*Исходный текст*
⟨

О русской словесности. От Александра Пушкина до Юза Алешковского — страница 52 из 105

Итак, эстетическим следствием мифотворческого метода Хлебникова стала: его внеположность огромной традиции – не частной традиции академической или натуралистической школ, которую низвергали авангардные течения, а всему послеренессансному искусству с его задачами овеществления творчества в законченных произведениях, с законом «органического единства» вещи (как назвал этот композиционный принцип Гете), не отмененным, а обостренным до идеи «кристаллического единства» в последующем движении искусства, с его представлением стиля как системы запретов и в связи с этим с соединением «критического» и «творческого» лиц в каждом профессиональном художнике. В этом смысле эстетики как конструктивного фактора творчества не отменило и не может отменить ни одно из авангардистских и реформаторских движений, предлагающих вместо одной системы запретов – другие, не менее жесткие (ибо «эстетика избегания традиционных средств»[189], анти-прекрасное на месте прекрасного, анти-композиция на месте композиции и другие виды внутритрадиционной антитрадиционности не менее властно распоряжаются индивидуальной волей художника, чем правила Буало). Вещь – хотя бы в форме анти-вещи – причем вещь, предназначенная к публичному восприятию уже в своем замысле, остается в центре творческого процесса.

Можно увидеть трагическую иронию в том, что поэт Мирового единства, всеобщих связей, единой Книги не создает цельных вещей. Но, вспомнив свойства его Мифа всеобщности – отсутствие иерархий, атомарное рассыпание слова и вещи, смещение масштабов, в результате которого часть преобладает над целым, – мы увидим, что поэтика Хлебникова не противоречит, но прямо отвечает содержательному уровню его Мифа.

⟩

*Задание*
Перечислите все свойства Мифа всеобщности, которые названы во фрагменте о поэтике Хлебникова выше.

Записи с указанием на названные объекты
⟨

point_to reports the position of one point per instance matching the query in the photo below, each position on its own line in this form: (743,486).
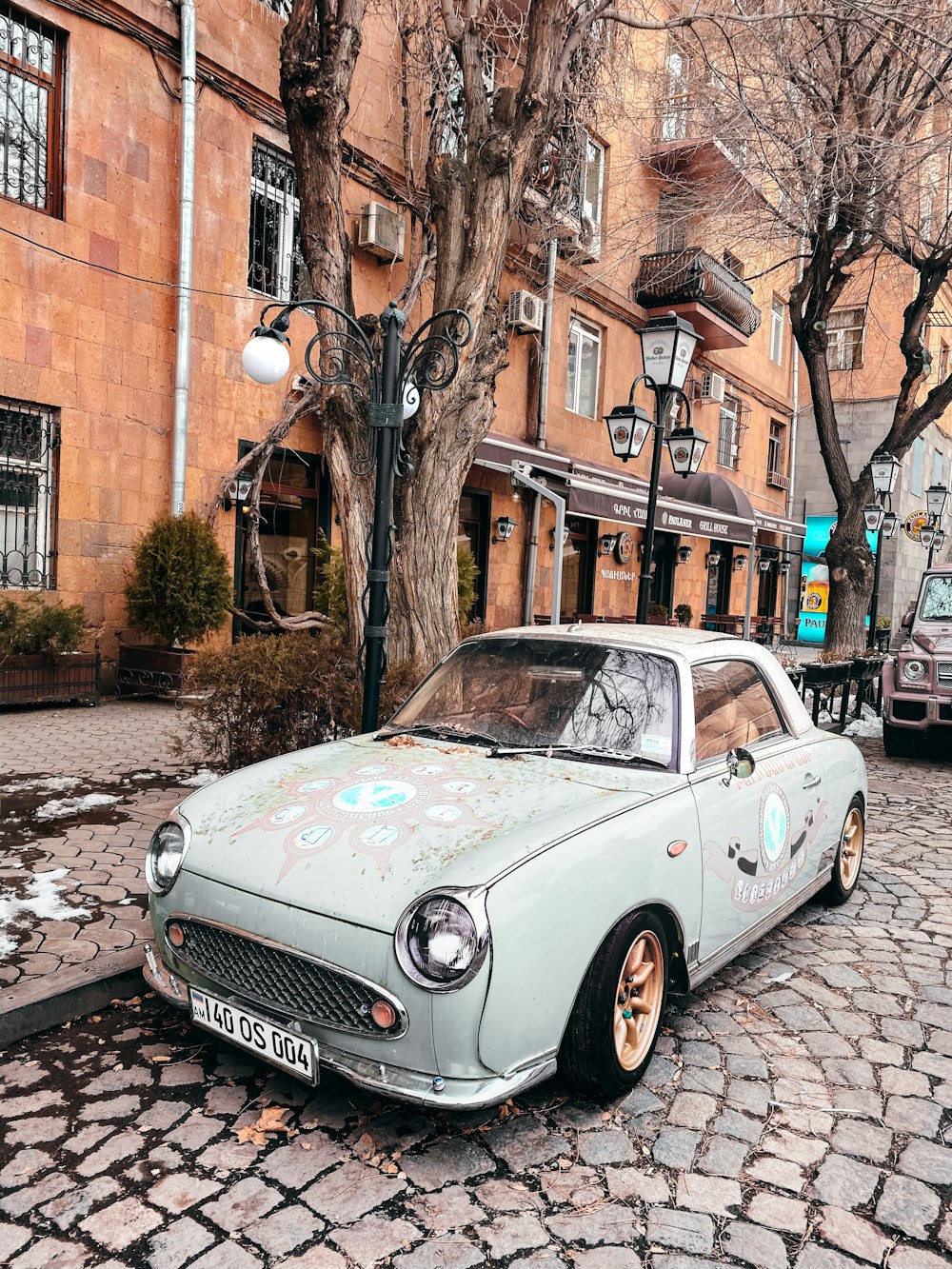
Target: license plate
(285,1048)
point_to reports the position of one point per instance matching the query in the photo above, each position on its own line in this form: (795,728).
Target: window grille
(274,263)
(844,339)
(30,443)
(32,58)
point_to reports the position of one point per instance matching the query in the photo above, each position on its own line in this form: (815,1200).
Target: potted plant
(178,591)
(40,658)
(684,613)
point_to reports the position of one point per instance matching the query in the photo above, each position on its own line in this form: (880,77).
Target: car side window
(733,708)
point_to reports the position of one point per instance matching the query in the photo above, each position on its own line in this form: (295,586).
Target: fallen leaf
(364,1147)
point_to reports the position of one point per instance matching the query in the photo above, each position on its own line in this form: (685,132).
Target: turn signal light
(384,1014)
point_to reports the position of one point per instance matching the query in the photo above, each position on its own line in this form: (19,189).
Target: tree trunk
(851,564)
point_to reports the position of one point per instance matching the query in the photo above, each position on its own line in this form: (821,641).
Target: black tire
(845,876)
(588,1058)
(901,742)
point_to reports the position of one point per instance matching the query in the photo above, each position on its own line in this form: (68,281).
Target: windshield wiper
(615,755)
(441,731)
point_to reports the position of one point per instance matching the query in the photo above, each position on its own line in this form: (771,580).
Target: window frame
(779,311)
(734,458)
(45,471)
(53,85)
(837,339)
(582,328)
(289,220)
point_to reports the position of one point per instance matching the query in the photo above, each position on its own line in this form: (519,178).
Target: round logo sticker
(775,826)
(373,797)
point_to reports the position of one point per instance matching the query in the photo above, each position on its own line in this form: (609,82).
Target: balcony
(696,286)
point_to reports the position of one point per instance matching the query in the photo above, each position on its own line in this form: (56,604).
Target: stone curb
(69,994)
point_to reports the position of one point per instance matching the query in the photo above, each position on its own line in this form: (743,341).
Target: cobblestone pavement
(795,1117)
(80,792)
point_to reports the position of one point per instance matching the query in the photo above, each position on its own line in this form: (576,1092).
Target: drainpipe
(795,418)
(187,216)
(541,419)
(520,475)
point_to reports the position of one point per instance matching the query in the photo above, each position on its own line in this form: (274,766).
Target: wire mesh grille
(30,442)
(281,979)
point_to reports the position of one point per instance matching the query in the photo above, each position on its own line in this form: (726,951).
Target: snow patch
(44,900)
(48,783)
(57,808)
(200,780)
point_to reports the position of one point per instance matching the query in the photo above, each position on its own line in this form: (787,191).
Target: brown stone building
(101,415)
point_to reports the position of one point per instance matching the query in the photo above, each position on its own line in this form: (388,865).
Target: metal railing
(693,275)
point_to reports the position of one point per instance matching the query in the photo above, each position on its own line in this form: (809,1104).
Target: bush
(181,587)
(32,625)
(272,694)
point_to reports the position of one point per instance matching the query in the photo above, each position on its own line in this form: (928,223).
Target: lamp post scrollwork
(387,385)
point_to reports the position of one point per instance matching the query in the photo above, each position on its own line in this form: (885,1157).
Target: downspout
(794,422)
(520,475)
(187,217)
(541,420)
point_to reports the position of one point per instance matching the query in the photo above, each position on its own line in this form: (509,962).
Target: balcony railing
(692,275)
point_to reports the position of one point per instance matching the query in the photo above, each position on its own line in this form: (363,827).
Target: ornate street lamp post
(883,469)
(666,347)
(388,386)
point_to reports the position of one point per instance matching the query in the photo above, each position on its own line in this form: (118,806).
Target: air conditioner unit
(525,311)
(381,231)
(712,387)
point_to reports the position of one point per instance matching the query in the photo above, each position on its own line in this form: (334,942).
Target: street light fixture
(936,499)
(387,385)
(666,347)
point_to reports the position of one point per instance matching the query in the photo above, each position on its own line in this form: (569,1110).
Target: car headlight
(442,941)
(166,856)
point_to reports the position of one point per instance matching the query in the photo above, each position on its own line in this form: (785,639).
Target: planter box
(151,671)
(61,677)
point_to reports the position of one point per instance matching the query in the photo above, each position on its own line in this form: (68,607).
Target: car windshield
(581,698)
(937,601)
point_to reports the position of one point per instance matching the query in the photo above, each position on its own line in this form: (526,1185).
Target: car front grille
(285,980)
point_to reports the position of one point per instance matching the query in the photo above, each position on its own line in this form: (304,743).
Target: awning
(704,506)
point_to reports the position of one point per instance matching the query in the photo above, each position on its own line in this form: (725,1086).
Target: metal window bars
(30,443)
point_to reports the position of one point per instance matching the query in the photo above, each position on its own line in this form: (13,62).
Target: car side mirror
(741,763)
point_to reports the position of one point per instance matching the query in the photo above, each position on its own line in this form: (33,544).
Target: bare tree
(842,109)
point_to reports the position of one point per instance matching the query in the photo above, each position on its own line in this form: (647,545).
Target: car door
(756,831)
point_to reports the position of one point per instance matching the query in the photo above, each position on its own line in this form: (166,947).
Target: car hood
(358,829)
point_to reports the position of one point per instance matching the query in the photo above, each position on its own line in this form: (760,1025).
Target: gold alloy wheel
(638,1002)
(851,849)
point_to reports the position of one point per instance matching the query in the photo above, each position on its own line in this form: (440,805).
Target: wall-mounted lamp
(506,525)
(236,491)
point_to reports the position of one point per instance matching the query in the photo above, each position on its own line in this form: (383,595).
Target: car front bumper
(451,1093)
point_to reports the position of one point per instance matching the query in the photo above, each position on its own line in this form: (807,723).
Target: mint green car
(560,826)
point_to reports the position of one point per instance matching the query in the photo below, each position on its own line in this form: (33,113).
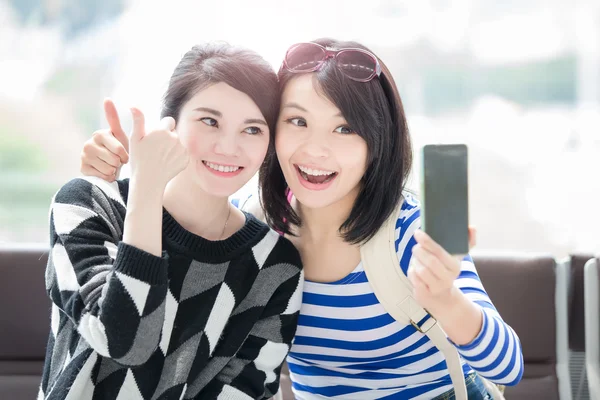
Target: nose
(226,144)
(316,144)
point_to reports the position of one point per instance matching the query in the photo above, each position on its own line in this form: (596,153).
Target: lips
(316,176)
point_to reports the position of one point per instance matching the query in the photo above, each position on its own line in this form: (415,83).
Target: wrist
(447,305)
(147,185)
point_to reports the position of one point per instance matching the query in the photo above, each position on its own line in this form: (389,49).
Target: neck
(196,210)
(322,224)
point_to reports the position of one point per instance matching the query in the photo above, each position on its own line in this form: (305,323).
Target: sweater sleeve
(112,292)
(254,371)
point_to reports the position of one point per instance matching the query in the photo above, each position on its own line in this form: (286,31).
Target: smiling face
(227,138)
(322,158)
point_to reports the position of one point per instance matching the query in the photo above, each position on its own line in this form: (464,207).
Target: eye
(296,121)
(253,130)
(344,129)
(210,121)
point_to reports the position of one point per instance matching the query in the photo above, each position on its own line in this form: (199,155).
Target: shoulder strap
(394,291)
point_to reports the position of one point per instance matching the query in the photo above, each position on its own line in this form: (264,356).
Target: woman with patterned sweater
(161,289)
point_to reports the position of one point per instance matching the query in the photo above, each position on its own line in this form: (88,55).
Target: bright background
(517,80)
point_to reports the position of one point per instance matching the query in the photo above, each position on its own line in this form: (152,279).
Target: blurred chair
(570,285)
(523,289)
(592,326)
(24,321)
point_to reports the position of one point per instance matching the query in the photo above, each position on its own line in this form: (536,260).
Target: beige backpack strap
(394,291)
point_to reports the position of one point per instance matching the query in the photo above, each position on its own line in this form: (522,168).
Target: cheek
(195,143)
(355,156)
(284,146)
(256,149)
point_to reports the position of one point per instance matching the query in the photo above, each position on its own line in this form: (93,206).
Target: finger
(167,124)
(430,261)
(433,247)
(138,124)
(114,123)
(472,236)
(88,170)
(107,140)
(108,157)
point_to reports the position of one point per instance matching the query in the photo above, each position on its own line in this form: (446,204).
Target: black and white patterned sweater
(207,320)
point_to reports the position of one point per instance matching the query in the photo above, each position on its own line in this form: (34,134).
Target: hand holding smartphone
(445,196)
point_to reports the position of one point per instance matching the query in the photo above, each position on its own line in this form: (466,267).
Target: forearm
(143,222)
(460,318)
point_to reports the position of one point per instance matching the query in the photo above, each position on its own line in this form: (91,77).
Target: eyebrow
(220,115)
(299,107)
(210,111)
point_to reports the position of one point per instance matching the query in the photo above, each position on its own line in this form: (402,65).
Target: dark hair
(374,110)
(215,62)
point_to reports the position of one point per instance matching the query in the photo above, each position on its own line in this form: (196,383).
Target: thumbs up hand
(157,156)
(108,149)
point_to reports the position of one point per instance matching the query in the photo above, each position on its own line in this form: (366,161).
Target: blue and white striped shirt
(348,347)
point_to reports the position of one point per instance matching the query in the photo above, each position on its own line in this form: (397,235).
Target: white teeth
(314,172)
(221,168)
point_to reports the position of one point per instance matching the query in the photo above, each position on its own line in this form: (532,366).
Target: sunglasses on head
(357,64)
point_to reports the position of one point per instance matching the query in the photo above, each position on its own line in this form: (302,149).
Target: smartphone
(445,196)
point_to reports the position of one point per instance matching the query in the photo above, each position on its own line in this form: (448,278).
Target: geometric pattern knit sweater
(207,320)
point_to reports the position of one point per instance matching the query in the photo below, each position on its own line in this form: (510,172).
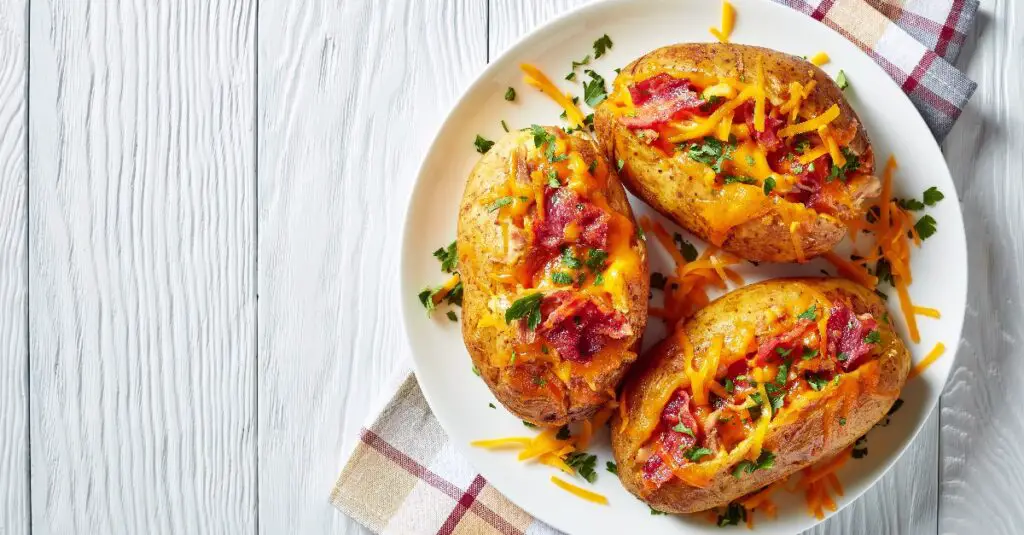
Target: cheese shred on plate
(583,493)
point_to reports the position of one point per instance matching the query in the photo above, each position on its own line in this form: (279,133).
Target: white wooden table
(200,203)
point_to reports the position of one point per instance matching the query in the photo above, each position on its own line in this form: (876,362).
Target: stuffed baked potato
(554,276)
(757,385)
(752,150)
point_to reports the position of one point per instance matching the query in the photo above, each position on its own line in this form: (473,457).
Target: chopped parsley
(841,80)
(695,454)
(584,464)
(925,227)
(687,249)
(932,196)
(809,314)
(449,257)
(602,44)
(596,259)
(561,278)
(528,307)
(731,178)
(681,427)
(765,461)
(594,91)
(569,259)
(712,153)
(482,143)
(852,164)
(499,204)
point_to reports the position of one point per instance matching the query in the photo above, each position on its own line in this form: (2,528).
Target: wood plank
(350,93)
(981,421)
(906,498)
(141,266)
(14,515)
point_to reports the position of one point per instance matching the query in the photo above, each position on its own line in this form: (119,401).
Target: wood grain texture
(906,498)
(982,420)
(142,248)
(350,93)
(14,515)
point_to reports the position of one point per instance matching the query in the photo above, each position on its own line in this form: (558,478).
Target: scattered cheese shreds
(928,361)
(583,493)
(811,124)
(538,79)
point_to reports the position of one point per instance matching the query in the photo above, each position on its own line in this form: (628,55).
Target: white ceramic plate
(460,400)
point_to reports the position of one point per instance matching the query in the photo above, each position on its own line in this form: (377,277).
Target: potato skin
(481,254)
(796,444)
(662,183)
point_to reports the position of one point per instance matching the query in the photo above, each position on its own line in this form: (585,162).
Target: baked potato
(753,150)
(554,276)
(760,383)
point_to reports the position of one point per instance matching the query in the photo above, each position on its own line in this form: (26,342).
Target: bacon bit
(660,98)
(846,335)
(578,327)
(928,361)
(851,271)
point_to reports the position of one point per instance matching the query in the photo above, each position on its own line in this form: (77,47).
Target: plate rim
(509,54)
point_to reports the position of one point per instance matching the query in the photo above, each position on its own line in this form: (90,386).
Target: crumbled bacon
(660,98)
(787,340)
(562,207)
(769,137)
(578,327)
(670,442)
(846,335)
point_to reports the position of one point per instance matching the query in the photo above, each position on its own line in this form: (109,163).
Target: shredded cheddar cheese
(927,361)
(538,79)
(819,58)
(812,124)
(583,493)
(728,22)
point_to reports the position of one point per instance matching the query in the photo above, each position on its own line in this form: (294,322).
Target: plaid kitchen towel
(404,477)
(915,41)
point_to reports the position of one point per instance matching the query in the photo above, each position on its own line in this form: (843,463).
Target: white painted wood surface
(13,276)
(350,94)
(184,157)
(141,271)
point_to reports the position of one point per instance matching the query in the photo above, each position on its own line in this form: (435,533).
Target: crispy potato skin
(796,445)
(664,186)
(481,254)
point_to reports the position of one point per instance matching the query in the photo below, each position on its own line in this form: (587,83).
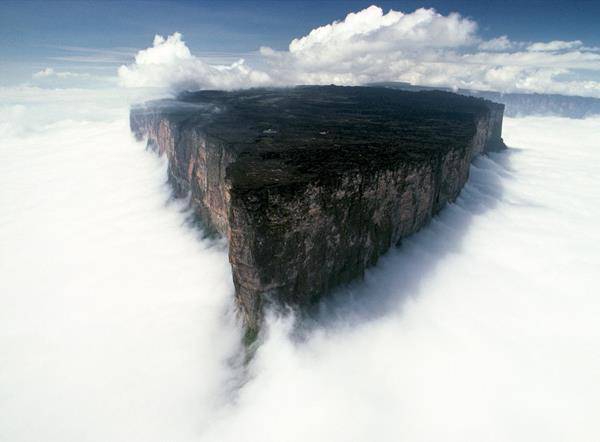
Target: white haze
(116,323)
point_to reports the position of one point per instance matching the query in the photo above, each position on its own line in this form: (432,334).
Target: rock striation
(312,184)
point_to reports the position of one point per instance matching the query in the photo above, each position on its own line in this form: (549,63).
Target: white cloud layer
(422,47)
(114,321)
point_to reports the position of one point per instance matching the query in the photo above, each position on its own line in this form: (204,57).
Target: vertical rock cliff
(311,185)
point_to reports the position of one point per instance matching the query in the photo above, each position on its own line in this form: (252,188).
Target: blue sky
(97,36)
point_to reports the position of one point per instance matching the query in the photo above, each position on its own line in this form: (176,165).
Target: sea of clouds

⟩

*Ответ на задание*
- отсутствие иерархий
- атомарное рассыпание слова и вещи
- смещение масштабов, в результате которого часть преобладает над целым